• _Source text_:
---

With an overhaul of the nation’s health care system dominating the Washington agenda, the time is now to tackle ethnic, economic and gender disparities in health care, according to two of the Obama adminstration’s top health officials.
Health and Human Services Secretary Kathleen Sebelius and White House Health Czar Nancy Ann DeParle held a forum Tuesday with two dozen stakeholders to hear ideas on how America should reform glaring disparities in the health care of minorities in America.
“We know that this is a health issue, and it’s also a civil rights issue,” DeParle said.
An HHS report, also released Tuesday, says that health care disparities persist as low-income Americans and racial and ethnic minorities continue to have higher incidences of disease, fewer treatment options and less access to care. According to Sebelius, the study found that 40 percent of low-income Americans don’t have health insurance and that one-third of the uninsured have a chronic disease. In addition, minorities suffer more – for instance, 48 percent of black Americans suffer from a chronic illness compared to 39 percent of all Americans, she said, quoting the study.
Some minority lawmakers warned this week that a reform bill that doesn’t address disparities would face a fight from them, The Associated Press reports. DeParle said Tuesday afternoon that President Obama is committed to reform health care this year that would include eliminating those disparities, though she wasn’t specific on how that would be done.

---

• _Given records_:
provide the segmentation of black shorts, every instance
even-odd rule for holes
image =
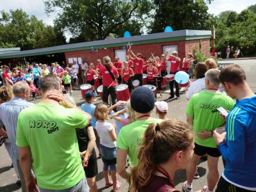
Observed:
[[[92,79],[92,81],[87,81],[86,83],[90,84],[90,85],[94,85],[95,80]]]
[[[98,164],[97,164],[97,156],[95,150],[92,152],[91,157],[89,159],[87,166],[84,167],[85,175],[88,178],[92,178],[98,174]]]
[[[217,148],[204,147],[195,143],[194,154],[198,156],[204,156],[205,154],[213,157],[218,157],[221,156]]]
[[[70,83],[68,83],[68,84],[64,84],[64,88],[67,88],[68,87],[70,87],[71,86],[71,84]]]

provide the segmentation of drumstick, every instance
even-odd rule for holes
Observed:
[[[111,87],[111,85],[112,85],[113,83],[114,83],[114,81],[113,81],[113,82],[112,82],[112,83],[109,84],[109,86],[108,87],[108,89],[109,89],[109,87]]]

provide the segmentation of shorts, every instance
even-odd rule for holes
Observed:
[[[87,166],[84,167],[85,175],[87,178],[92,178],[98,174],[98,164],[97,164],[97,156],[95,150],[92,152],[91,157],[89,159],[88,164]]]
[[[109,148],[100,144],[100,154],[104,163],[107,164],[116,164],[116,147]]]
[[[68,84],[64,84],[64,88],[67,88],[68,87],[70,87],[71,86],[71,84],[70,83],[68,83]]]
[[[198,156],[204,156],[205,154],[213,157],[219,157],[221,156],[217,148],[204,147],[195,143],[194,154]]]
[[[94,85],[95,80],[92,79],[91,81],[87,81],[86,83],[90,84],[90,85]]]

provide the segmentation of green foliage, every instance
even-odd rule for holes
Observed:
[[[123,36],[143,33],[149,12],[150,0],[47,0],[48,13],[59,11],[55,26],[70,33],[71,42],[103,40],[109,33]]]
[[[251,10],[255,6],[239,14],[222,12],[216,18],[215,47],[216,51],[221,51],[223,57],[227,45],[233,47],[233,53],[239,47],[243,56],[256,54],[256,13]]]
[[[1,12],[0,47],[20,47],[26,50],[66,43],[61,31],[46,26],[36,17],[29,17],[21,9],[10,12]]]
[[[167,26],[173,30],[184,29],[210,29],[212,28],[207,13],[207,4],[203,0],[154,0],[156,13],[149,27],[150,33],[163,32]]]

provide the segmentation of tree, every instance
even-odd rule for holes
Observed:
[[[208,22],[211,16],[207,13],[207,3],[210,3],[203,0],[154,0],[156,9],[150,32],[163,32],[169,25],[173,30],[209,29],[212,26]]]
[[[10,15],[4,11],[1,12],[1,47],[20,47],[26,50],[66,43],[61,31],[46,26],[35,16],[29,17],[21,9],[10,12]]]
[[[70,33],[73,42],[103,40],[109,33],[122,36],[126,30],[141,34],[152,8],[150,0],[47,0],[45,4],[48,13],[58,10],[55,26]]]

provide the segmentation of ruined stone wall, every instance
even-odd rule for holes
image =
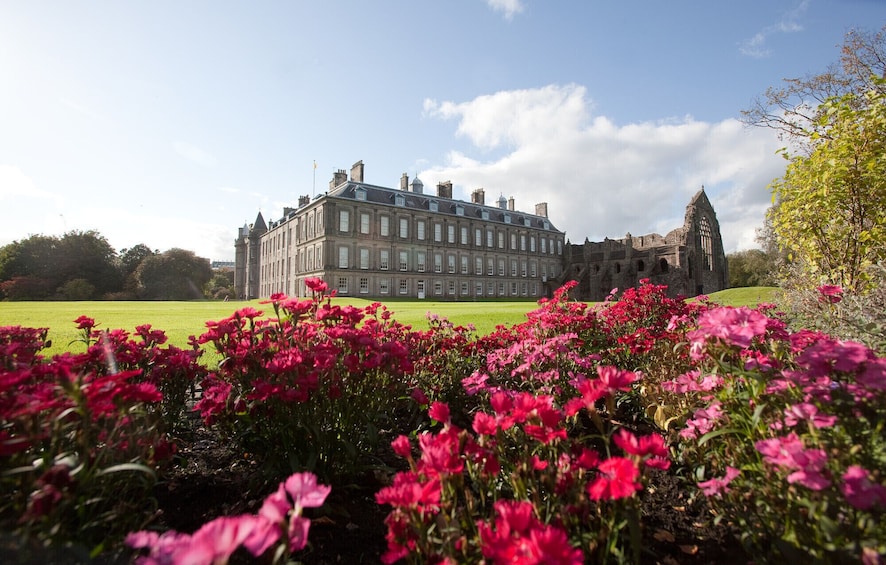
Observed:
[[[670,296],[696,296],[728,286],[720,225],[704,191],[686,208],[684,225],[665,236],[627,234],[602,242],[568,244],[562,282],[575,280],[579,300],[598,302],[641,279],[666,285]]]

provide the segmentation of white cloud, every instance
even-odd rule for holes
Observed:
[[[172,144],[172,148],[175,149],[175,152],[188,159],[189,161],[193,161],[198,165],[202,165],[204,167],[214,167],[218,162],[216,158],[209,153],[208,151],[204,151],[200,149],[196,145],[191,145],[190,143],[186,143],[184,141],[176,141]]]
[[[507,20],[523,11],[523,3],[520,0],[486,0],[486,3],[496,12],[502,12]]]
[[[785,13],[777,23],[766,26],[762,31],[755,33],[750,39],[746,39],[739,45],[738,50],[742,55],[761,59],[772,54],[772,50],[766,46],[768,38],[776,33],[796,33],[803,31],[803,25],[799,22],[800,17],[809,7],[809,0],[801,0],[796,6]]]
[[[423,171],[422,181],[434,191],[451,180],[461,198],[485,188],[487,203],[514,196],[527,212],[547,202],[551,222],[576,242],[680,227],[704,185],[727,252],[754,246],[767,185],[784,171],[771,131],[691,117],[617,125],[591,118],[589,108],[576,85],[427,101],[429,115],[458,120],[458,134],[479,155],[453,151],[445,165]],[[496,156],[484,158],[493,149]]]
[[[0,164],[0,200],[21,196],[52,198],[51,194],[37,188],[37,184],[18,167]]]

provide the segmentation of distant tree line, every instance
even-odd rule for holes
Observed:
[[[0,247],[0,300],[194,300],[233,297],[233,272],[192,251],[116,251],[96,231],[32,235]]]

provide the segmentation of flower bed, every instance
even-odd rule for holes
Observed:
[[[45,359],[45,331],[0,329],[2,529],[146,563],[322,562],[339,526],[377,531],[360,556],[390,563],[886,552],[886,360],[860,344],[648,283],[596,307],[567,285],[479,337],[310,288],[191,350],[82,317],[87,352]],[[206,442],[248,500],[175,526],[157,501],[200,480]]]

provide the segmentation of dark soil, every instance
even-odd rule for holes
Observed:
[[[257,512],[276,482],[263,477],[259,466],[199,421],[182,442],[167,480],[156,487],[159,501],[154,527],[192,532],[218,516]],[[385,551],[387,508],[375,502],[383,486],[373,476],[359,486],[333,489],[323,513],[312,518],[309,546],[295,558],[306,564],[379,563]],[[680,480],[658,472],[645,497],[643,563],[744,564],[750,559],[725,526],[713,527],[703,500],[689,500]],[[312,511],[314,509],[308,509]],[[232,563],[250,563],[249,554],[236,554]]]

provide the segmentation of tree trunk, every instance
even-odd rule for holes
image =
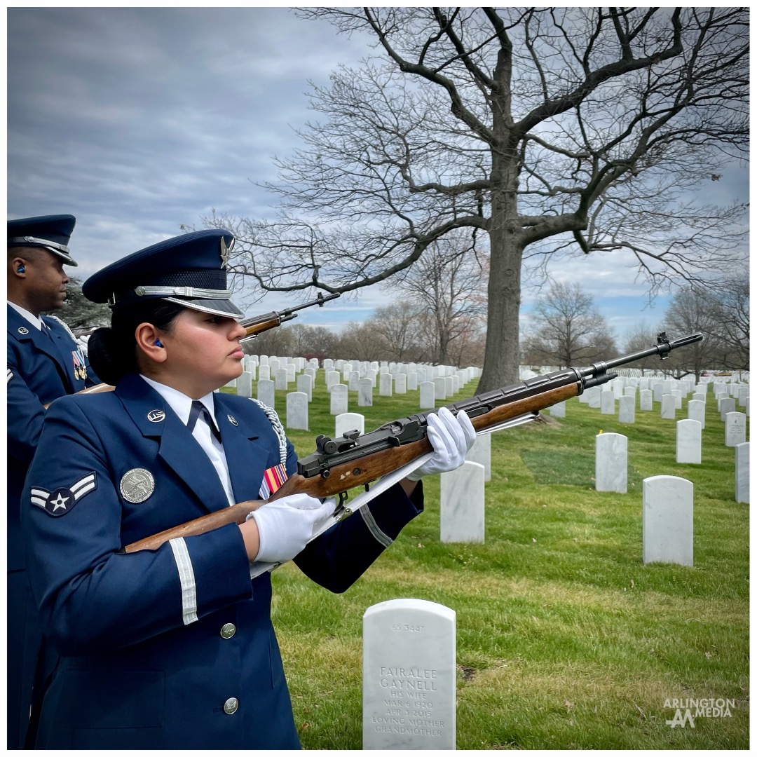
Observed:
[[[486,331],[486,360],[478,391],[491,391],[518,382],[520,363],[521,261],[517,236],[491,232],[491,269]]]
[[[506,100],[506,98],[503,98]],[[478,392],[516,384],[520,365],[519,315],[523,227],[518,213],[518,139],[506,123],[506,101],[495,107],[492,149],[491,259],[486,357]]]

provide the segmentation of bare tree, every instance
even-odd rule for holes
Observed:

---

• _Activity list_:
1 > In the article on health care disparities, what percentage of low-income Americans lack health insurance?
2 > Repeat word for word everything in the article on health care disparities from "Health and Human" down to "minorities in America.".
3 > Go on with the article on health care disparities from the point where it stops.
The entries aren't needed for any of this.

• _Answers for this exercise_:
1 > 40 percent.

2 >
Health and Human Services Secretary Kathleen Sebelius and White House Health Czar Nancy Ann DeParle held a forum Tuesday with two dozen stakeholders to hear ideas on how America should reform glaring disparities in the health care of minorities in America.

3 >
The challenge in health reform lies not just in reshaping the system but also in shining a spotlight on what’s happening across America to make sure minorities get improved delivery of care, Sebelius said.
“It’s unsustainable, unacceptable and unaffordable,” she said. Solving the disparity question is one of “lots of building blocks of a health system that needs transformation.”
Among the ideas bandied about from the two dozen stakeholder groups, ranging from the National Hispanic Medical Association and the NAACP to the Leadership Conference on Civil Rights and the Racial and Ethnic Health Disparities Coalition, were improving access to specialty care for minorities and making sure that doctors understand the patients they’re dealing with culturally, economically and gender-specifically.